What to work on:
Put the lines in the records below between the line holding "Task: an <instance>" and the line holding "positive clicks: (563, 402) (534, 405)", inclusive, into a JSON list of strings, one string per line, with blank lines left out.
________
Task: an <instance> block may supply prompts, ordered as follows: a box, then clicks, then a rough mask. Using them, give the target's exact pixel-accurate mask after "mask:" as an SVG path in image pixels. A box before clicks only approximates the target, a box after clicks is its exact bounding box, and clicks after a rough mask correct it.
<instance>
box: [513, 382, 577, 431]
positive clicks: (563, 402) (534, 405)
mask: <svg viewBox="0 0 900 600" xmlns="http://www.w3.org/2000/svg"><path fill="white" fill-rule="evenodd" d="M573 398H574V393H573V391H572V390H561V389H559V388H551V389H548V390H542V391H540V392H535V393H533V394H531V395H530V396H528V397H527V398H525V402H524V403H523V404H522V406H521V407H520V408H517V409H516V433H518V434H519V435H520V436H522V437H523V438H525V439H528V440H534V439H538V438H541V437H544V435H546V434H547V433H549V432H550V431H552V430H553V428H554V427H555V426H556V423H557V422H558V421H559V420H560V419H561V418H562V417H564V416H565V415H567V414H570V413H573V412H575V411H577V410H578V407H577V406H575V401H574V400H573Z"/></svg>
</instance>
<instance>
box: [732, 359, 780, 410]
________
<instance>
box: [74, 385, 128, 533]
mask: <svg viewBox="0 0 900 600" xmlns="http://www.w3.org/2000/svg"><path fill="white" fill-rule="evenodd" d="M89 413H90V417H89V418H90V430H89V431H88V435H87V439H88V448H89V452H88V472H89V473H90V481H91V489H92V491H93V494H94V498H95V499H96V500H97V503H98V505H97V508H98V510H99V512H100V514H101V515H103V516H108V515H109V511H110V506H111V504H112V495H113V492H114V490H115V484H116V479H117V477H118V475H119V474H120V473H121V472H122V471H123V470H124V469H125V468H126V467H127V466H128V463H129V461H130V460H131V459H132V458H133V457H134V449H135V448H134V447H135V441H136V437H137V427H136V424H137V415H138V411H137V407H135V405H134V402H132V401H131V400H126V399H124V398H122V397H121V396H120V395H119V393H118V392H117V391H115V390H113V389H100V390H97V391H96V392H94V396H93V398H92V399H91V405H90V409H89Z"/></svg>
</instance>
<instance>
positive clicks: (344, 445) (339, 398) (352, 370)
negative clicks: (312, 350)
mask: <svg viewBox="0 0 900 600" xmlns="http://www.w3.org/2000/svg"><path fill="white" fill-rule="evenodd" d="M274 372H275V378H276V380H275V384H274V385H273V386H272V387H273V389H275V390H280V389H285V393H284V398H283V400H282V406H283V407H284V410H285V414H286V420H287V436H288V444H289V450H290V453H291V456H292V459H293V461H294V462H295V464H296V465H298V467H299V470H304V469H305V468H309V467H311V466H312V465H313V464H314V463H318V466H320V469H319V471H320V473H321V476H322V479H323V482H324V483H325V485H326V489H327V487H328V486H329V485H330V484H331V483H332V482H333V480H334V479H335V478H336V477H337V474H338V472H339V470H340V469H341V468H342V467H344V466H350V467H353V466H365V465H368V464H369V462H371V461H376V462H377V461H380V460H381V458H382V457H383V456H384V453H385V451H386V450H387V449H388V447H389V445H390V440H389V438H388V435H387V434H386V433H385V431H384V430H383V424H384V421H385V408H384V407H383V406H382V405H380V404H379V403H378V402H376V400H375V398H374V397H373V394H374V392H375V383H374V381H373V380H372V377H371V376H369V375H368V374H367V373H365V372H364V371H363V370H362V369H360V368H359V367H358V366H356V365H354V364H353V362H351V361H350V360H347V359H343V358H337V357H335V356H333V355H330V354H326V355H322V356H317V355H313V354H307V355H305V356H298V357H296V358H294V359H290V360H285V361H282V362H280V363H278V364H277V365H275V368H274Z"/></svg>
________
Exercise solution:
[
  "Task: an <instance> block may supply prompts, ordered as follows: a box, then clicks, then a rough mask. Using them, give the target's exact pixel-accurate mask after \"mask:\" as an SVG path in image pixels. A box before clicks only approximates the target, a box after clicks is its exact bounding box, and clicks after a rough mask correct it.",
  "<instance>",
  "box: [513, 382, 577, 431]",
  "positive clicks: (563, 402) (534, 405)"
]